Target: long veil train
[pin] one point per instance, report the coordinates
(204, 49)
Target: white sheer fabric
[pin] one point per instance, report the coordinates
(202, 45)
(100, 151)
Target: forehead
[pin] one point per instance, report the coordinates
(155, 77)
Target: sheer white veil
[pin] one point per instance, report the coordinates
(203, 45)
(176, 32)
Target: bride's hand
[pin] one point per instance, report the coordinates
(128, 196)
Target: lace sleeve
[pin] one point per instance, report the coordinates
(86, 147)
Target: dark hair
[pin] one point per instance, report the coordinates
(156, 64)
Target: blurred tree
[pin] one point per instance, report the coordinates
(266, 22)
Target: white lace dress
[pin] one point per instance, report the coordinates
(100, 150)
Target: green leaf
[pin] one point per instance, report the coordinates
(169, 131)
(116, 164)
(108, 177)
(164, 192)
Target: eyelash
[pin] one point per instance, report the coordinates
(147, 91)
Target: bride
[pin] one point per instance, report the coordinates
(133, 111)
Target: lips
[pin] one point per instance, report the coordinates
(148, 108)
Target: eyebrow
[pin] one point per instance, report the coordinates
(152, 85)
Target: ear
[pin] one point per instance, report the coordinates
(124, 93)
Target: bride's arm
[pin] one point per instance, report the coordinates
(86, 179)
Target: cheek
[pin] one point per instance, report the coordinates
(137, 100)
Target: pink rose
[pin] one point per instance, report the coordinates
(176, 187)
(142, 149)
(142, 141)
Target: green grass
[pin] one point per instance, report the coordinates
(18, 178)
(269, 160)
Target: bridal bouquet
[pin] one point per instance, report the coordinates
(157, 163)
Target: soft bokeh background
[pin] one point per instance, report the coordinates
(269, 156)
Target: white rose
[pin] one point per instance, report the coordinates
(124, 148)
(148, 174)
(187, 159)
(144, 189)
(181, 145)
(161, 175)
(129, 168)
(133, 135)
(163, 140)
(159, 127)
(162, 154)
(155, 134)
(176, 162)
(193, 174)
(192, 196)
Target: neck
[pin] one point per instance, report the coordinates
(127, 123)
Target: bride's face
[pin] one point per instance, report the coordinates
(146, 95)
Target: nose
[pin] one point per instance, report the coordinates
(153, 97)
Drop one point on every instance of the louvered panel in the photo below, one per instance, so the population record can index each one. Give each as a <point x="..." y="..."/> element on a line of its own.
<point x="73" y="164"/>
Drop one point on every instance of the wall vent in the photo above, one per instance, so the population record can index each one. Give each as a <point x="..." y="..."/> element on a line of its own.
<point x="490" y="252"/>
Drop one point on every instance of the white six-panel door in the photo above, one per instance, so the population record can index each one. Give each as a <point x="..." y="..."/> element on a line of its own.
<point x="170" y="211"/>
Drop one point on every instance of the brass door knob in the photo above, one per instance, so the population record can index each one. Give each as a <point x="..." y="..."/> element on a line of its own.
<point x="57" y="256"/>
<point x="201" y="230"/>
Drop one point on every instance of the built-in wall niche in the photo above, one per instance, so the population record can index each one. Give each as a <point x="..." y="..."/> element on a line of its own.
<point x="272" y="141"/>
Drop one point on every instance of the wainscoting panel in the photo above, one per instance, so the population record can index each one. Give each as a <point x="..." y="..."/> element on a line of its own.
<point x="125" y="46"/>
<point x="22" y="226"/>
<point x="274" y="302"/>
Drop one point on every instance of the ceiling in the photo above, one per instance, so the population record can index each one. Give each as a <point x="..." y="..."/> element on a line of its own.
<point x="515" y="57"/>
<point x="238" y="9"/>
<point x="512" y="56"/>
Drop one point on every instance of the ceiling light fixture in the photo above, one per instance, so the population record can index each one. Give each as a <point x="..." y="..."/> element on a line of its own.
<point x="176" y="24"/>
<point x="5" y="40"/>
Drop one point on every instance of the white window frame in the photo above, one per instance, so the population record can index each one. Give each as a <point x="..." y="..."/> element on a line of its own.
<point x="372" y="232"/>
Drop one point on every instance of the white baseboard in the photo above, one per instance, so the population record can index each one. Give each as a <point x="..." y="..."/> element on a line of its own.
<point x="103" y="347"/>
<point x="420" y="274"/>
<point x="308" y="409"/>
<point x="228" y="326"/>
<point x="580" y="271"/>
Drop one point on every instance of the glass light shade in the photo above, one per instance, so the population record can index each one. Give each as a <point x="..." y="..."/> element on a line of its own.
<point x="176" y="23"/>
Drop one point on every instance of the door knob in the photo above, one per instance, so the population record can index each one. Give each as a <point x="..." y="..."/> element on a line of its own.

■ **WHAT IS REQUIRED**: Output the lines of the records above exactly as they appear, from the line containing "Target: lips" through the line containing "Target: cheek".

■ **FINISHED TASK**:
Target: lips
[pin] one point per instance, report the coordinates
(148, 108)
Target: eyebrow
[pin] one point per instance, report the coordinates
(152, 85)
Target: ear
[pin] one point per instance, report the coordinates
(124, 93)
Target: bride's arm
[pin] one point per instance, report the coordinates
(86, 179)
Target: cheek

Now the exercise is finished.